#### Exercise description:
For each statement, write yes or no to show whether it agrees with the passage about the narrator's brother Clayton, and quote the words of the passage that decide it. 1. The narrator writes poetry, as the brother did. 2. The brother paid closer attention to decorum than the narrator. 3. The shared beliefs were the greatest common ground between the two brothers.

#### Extract provided:
-- Begin --
I do not write poetry.  My brother wrote poetry.  My brother is gone.  Clayton is gone.  But like him, I sense the tapestry of words.  My mind works in a slightly different way from his word filigrees and the spoken unsaid with which he was so clever. The crashing insights, the beautiful thought paintings that he could evoke with imprecise words... that is not my way.

 

And we were very different in many of the common philosophies of everyday life. I was always more, well, brutal.  But then he would be ever so much more conscious of decorum than I would. 

 

There is one area that fascinated both of us.  And here we reached a place in time and space where one of us would timidly proffer a secret thought, and the other would pick up on it and add his own secret thought. It eventually came out that the brothers had the same unsubstantiated, but profoundly held beliefs.

 

These beliefs, more like a personal religion, were the single most common ground between my brother and me.
-- End --
#### Supplied material:
-- Begin --
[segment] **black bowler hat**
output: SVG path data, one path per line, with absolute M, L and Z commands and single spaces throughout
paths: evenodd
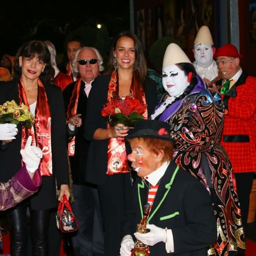
M 141 119 L 135 123 L 132 133 L 127 139 L 134 138 L 152 138 L 171 141 L 174 144 L 176 141 L 170 134 L 170 126 L 165 122 L 157 120 Z

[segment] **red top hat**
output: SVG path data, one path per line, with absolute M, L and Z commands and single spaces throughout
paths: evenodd
M 238 53 L 237 47 L 231 44 L 226 44 L 217 49 L 213 57 L 216 59 L 219 56 L 226 56 L 233 58 L 243 57 L 243 55 Z

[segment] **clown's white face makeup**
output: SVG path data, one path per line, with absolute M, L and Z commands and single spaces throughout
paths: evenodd
M 205 44 L 195 44 L 194 56 L 200 67 L 207 68 L 212 63 L 213 50 L 211 45 Z
M 163 86 L 170 96 L 179 96 L 189 85 L 184 72 L 175 64 L 164 68 L 162 75 Z
M 147 149 L 144 142 L 135 139 L 131 141 L 131 147 L 132 153 L 127 156 L 127 159 L 132 162 L 132 167 L 139 177 L 144 177 L 161 166 L 156 156 Z

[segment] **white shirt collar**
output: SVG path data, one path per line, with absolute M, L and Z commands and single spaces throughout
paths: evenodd
M 169 163 L 169 162 L 165 162 L 159 168 L 150 174 L 145 176 L 144 178 L 151 185 L 155 186 L 165 174 Z

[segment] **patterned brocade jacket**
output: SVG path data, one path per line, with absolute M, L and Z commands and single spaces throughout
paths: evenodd
M 244 248 L 235 180 L 227 154 L 220 143 L 224 117 L 221 96 L 208 90 L 194 90 L 175 104 L 159 120 L 171 126 L 177 141 L 173 155 L 176 164 L 189 170 L 211 193 L 218 238 L 208 255 L 224 256 L 237 247 Z

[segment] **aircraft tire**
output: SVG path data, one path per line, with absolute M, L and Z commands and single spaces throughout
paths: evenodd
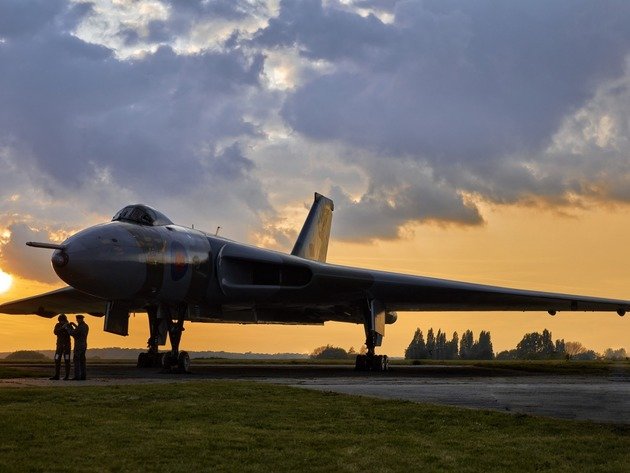
M 167 351 L 162 355 L 162 368 L 164 368 L 165 370 L 170 370 L 175 363 L 176 360 L 173 360 L 171 352 Z
M 182 373 L 188 373 L 188 368 L 190 368 L 190 355 L 187 351 L 180 351 L 179 356 L 177 357 L 177 368 Z
M 151 359 L 148 353 L 140 353 L 138 355 L 138 368 L 148 368 L 151 365 Z
M 365 355 L 357 355 L 357 358 L 354 362 L 354 369 L 356 371 L 368 371 L 368 359 Z

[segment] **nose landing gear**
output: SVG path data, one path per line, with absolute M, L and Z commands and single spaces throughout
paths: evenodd
M 179 342 L 184 331 L 184 310 L 178 310 L 177 320 L 173 320 L 168 307 L 152 307 L 147 310 L 149 315 L 149 350 L 138 355 L 138 368 L 162 367 L 164 371 L 173 373 L 188 373 L 190 355 L 186 351 L 179 351 Z M 171 350 L 160 353 L 159 346 L 166 344 L 168 335 Z

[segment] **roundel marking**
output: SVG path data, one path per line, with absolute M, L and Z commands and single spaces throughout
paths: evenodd
M 171 279 L 179 281 L 188 271 L 186 248 L 178 241 L 171 243 Z

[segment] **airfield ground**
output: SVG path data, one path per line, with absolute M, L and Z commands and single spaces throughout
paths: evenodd
M 630 364 L 512 368 L 2 363 L 0 471 L 628 471 Z

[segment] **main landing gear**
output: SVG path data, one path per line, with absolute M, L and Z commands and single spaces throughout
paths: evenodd
M 138 368 L 161 366 L 165 371 L 187 373 L 190 368 L 190 355 L 179 351 L 179 342 L 184 331 L 184 310 L 178 310 L 177 320 L 173 320 L 168 307 L 152 307 L 149 315 L 149 340 L 146 353 L 138 355 Z M 171 342 L 171 350 L 160 353 L 158 347 L 166 344 L 166 336 Z
M 365 317 L 365 345 L 367 353 L 357 355 L 354 369 L 357 371 L 387 371 L 387 355 L 376 355 L 375 348 L 380 347 L 385 335 L 385 307 L 377 300 L 367 301 L 363 310 Z

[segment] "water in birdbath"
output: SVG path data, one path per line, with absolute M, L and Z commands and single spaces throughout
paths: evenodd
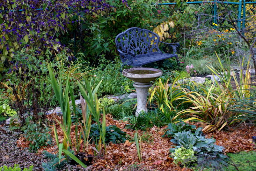
M 157 73 L 158 72 L 150 70 L 133 70 L 130 71 L 129 72 L 134 74 L 149 74 Z

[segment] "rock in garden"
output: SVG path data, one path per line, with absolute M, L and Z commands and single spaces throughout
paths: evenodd
M 240 71 L 240 68 L 238 66 L 231 66 L 231 68 L 234 71 Z
M 227 73 L 228 73 L 227 71 L 225 71 L 225 73 L 226 75 L 227 74 Z M 220 74 L 221 74 L 221 75 L 223 75 L 224 73 L 224 72 L 221 72 Z M 230 75 L 234 75 L 234 76 L 235 76 L 236 75 L 236 74 L 234 72 L 230 71 Z

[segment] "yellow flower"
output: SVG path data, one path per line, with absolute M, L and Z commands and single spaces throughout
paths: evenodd
M 196 42 L 196 43 L 198 46 L 201 46 L 202 44 L 203 44 L 203 42 L 202 42 L 202 41 L 197 41 Z

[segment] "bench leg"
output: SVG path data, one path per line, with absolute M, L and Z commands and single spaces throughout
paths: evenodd
M 180 67 L 180 60 L 179 60 L 179 57 L 177 55 L 176 56 L 176 59 L 177 60 L 177 63 L 178 64 L 178 66 Z

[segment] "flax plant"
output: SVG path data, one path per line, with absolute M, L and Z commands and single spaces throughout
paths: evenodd
M 103 110 L 102 115 L 102 124 L 101 124 L 100 122 L 100 113 L 99 103 L 96 94 L 97 91 L 102 81 L 102 80 L 100 82 L 94 90 L 93 91 L 91 89 L 89 81 L 87 79 L 85 79 L 85 88 L 87 92 L 84 89 L 83 86 L 78 81 L 77 83 L 81 93 L 86 102 L 87 105 L 90 110 L 90 113 L 93 117 L 99 128 L 100 139 L 98 143 L 98 149 L 101 148 L 101 143 L 102 142 L 105 151 L 105 137 L 106 135 L 106 115 L 104 110 Z M 99 151 L 100 150 L 99 150 Z
M 219 131 L 226 126 L 244 122 L 250 118 L 255 119 L 253 116 L 255 112 L 252 110 L 255 108 L 255 92 L 252 93 L 250 90 L 249 62 L 245 77 L 242 69 L 240 70 L 239 83 L 234 71 L 231 69 L 231 74 L 230 70 L 225 69 L 218 55 L 217 56 L 222 72 L 207 67 L 219 78 L 221 84 L 215 78 L 214 80 L 220 93 L 217 95 L 212 92 L 214 83 L 209 90 L 202 88 L 204 93 L 201 94 L 184 89 L 186 95 L 183 99 L 186 101 L 183 103 L 192 103 L 193 107 L 177 113 L 173 118 L 174 121 L 181 116 L 188 117 L 183 120 L 184 122 L 193 120 L 201 122 L 204 125 L 202 131 L 207 133 L 215 130 Z M 243 59 L 242 65 L 243 61 Z M 235 90 L 231 83 L 232 77 L 236 86 Z
M 70 134 L 72 121 L 71 112 L 70 107 L 69 94 L 70 94 L 70 92 L 73 92 L 73 91 L 71 90 L 69 85 L 69 76 L 67 77 L 67 78 L 66 81 L 65 86 L 64 89 L 64 92 L 63 92 L 63 90 L 61 76 L 59 77 L 59 81 L 57 82 L 55 79 L 54 75 L 49 65 L 48 65 L 48 68 L 49 70 L 49 74 L 52 85 L 52 86 L 53 91 L 55 94 L 56 98 L 60 107 L 63 115 L 61 117 L 61 123 L 56 119 L 63 132 L 64 138 L 62 143 L 59 143 L 56 127 L 55 126 L 55 124 L 53 124 L 55 140 L 56 140 L 56 144 L 59 148 L 58 156 L 59 159 L 59 164 L 61 162 L 61 154 L 63 152 L 66 155 L 69 156 L 82 166 L 86 168 L 87 167 L 87 166 L 68 150 L 68 147 L 70 147 L 71 150 L 72 149 L 72 142 Z M 75 107 L 74 99 L 73 94 L 71 94 L 71 96 L 72 101 L 73 107 Z M 74 109 L 75 110 L 75 108 Z M 77 135 L 77 134 L 76 135 Z M 77 144 L 80 144 L 80 142 L 78 142 L 78 143 Z M 78 147 L 76 147 L 76 149 L 77 149 Z
M 234 123 L 235 121 L 231 121 L 229 119 L 235 114 L 228 109 L 233 104 L 229 101 L 233 97 L 228 92 L 224 92 L 219 95 L 213 93 L 213 84 L 209 90 L 202 88 L 205 94 L 185 91 L 186 95 L 183 99 L 185 101 L 183 103 L 191 103 L 193 107 L 177 113 L 173 121 L 181 115 L 183 115 L 182 117 L 188 117 L 184 122 L 195 120 L 203 123 L 205 126 L 202 131 L 205 133 L 215 130 L 219 131 L 225 126 Z
M 175 109 L 174 102 L 184 95 L 180 86 L 181 79 L 180 77 L 176 77 L 171 86 L 168 85 L 169 79 L 164 83 L 159 79 L 155 83 L 157 86 L 155 86 L 150 92 L 149 102 L 151 103 L 155 101 L 158 108 L 163 112 L 164 112 L 165 106 L 171 110 Z M 176 84 L 177 85 L 175 85 Z
M 134 139 L 137 149 L 137 154 L 140 162 L 142 161 L 142 153 L 141 152 L 141 137 L 139 136 L 138 132 L 134 134 Z
M 83 118 L 83 122 L 84 129 L 81 123 L 80 127 L 82 130 L 82 133 L 83 135 L 84 143 L 84 148 L 86 146 L 87 150 L 87 153 L 89 152 L 88 148 L 88 144 L 89 142 L 89 137 L 90 135 L 90 132 L 91 129 L 91 125 L 92 125 L 92 114 L 90 110 L 88 109 L 88 106 L 86 102 L 84 101 L 84 99 L 82 97 L 81 94 L 79 94 L 80 100 L 81 102 L 81 106 L 82 108 L 82 114 Z

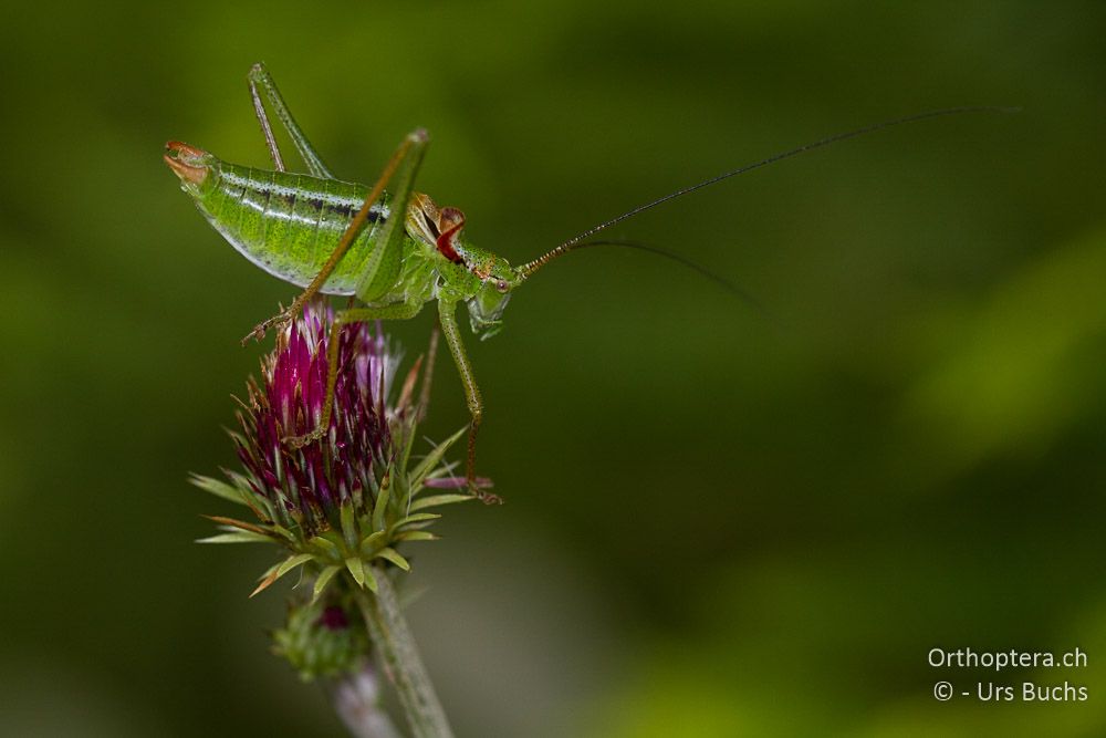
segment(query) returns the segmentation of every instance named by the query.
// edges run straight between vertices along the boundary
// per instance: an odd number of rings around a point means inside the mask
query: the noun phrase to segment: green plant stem
[[[354,592],[384,673],[396,688],[407,725],[414,738],[452,738],[453,731],[446,713],[399,610],[392,580],[383,568],[374,565],[372,569],[376,578],[376,593],[358,586],[354,588]]]
[[[380,706],[380,677],[373,665],[335,683],[331,699],[354,738],[400,738]]]

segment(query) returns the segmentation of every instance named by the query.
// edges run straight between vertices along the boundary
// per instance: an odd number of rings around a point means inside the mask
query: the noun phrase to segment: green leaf
[[[273,543],[273,539],[261,533],[251,533],[247,530],[233,533],[219,533],[208,538],[196,539],[197,543]]]
[[[353,576],[353,581],[357,582],[357,586],[365,586],[365,562],[358,557],[349,557],[346,559],[346,569],[349,570],[349,574]]]
[[[429,497],[420,497],[411,502],[410,511],[415,512],[416,510],[425,510],[438,507],[439,505],[452,505],[453,502],[466,502],[474,499],[472,495],[431,495]]]
[[[365,537],[365,540],[361,542],[361,552],[368,555],[377,548],[379,548],[385,540],[387,540],[387,531],[378,530],[375,533],[369,533]]]
[[[261,526],[254,526],[252,522],[242,522],[241,520],[234,520],[233,518],[223,518],[222,516],[204,516],[204,517],[207,518],[208,520],[213,520],[218,523],[222,523],[223,526],[231,526],[240,530],[248,530],[251,533],[259,533],[261,536],[264,536],[267,532],[269,532]]]
[[[225,481],[220,481],[219,479],[215,479],[212,477],[205,477],[199,474],[191,475],[188,481],[199,487],[205,492],[210,492],[216,497],[230,500],[236,505],[246,505],[246,497],[242,495],[242,490],[232,485],[228,485]]]
[[[311,595],[312,602],[319,599],[319,595],[323,593],[323,590],[326,589],[326,585],[331,583],[331,580],[340,571],[342,571],[342,567],[327,567],[319,574],[319,579],[315,580],[314,593]]]
[[[280,579],[296,567],[302,567],[314,558],[311,553],[298,553],[294,557],[289,557],[276,568],[276,579]]]
[[[342,558],[342,551],[338,549],[337,543],[332,541],[325,534],[312,537],[311,540],[307,541],[307,545],[312,547],[327,559]]]
[[[380,559],[387,559],[388,561],[390,561],[392,563],[396,564],[397,567],[399,567],[404,571],[410,571],[411,570],[411,565],[407,561],[407,559],[404,559],[401,555],[399,555],[399,553],[395,549],[392,549],[392,548],[380,549],[379,551],[376,552],[376,555],[377,555],[377,558],[380,558]]]
[[[261,575],[261,583],[258,584],[258,589],[250,592],[251,597],[261,592],[262,590],[268,589],[270,584],[276,581],[276,569],[279,567],[280,564],[273,564],[268,569],[268,571],[265,571],[264,574]]]
[[[428,533],[425,530],[405,530],[396,536],[397,541],[437,541],[438,536]]]
[[[354,517],[353,503],[341,505],[338,517],[342,520],[342,536],[345,538],[346,545],[355,548],[357,545],[357,521]]]
[[[388,497],[392,495],[392,471],[389,470],[380,484],[380,491],[376,495],[376,505],[373,506],[373,530],[384,530],[384,513],[388,509]]]
[[[441,441],[435,446],[426,457],[419,461],[419,465],[415,467],[414,471],[410,472],[410,485],[411,489],[418,489],[422,486],[422,480],[434,471],[439,464],[441,464],[441,458],[449,450],[449,447],[457,443],[457,440],[468,432],[469,427],[465,426],[452,436]]]
[[[416,522],[426,522],[428,520],[437,520],[441,516],[438,514],[437,512],[416,512],[413,516],[407,516],[406,518],[400,518],[399,520],[397,520],[392,526],[392,528],[393,529],[399,529],[399,528],[403,528],[404,526],[410,526],[411,523],[416,523]]]

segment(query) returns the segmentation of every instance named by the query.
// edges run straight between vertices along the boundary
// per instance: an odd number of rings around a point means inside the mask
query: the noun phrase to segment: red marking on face
[[[437,247],[438,252],[446,257],[455,264],[459,264],[465,259],[461,254],[457,252],[453,248],[453,243],[457,237],[460,235],[461,229],[465,228],[465,214],[457,208],[442,208],[438,215],[438,236]]]
[[[179,141],[170,141],[165,145],[165,156],[161,158],[181,180],[201,185],[207,178],[208,168],[196,166],[194,163],[204,156],[207,156],[207,152],[200,148],[182,144]]]

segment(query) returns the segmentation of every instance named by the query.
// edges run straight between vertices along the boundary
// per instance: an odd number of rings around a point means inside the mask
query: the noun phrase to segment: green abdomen
[[[323,268],[368,196],[364,185],[234,164],[222,163],[211,174],[216,176],[208,178],[196,200],[204,215],[242,256],[299,287],[306,287]],[[385,194],[323,292],[354,293],[388,216]]]

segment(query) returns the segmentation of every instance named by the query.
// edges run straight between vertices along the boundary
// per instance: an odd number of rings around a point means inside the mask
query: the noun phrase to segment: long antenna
-- End --
#### Answer to the task:
1. No: "I do not write poetry."
2. Yes: "But then he would be ever so much more conscious of decorum than I would."
3. Yes: "These beliefs, more like a personal religion, were the single most common ground between my brother and me."